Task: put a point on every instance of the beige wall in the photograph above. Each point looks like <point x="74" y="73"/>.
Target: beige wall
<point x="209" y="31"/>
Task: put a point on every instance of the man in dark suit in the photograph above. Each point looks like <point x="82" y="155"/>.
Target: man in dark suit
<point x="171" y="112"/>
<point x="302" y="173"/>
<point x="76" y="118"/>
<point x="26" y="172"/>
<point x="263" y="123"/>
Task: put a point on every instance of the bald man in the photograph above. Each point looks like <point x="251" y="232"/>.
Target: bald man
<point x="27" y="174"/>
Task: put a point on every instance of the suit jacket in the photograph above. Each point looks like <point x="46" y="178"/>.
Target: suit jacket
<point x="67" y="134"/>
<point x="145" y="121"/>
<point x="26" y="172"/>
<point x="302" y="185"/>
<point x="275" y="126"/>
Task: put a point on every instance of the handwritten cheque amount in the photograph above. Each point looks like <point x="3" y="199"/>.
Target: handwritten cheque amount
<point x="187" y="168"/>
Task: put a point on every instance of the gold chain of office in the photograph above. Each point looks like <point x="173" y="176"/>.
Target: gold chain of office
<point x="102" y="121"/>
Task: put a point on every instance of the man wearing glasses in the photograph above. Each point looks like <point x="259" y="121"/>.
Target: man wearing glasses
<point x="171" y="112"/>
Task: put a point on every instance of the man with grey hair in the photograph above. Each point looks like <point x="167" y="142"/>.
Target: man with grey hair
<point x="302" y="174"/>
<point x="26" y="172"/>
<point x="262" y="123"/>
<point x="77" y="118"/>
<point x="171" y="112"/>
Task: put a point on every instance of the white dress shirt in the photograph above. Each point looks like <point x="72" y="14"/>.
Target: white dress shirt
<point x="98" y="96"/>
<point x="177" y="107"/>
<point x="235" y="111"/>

== WORK REQUIRED ==
Write out each entry again, word for word.

== SOLVED EXERCISE ==
Task: put a point on every instance of the beige wall in the photograph above. Each point looks like <point x="74" y="73"/>.
Target: beige wall
<point x="209" y="31"/>
Task: put a point on every instance of the man in dark suit in the photograph above. Each point looks like <point x="82" y="155"/>.
Target: man in dark suit
<point x="171" y="112"/>
<point x="302" y="173"/>
<point x="76" y="118"/>
<point x="26" y="172"/>
<point x="263" y="123"/>
Task: put a point on every instance of the bald man in the photograph above. Each point looks like <point x="251" y="232"/>.
Target: bald man
<point x="27" y="174"/>
Task: put a point on every instance of the suit jacket in the photograph above. Each point looks like <point x="46" y="178"/>.
Target: suit jacket
<point x="67" y="134"/>
<point x="145" y="121"/>
<point x="26" y="172"/>
<point x="302" y="185"/>
<point x="275" y="126"/>
Task: put a point on every instance of the handwritten cheque amount in the photograph above. Each point looks like <point x="3" y="199"/>.
Target: handwritten cheque amount
<point x="187" y="168"/>
Task: put a point on every instance of the gold chain of office in the photograph above. Each point looks like <point x="173" y="176"/>.
Target: gold chain of office
<point x="102" y="121"/>
Task: put a point on every instance of the man wearing glasses in the photograph above. Each point looks like <point x="259" y="121"/>.
Target: man wearing glasses
<point x="171" y="112"/>
Task: put a point on every instance of the man with grey hair in the photograph above. Each point looks like <point x="167" y="142"/>.
Target: man with grey hair
<point x="302" y="174"/>
<point x="26" y="172"/>
<point x="262" y="123"/>
<point x="77" y="118"/>
<point x="171" y="112"/>
Task: put a point on every instance of the white dress shirt in the photograph above. Each point looks like <point x="72" y="14"/>.
Target: white dress shirt
<point x="98" y="96"/>
<point x="177" y="107"/>
<point x="235" y="111"/>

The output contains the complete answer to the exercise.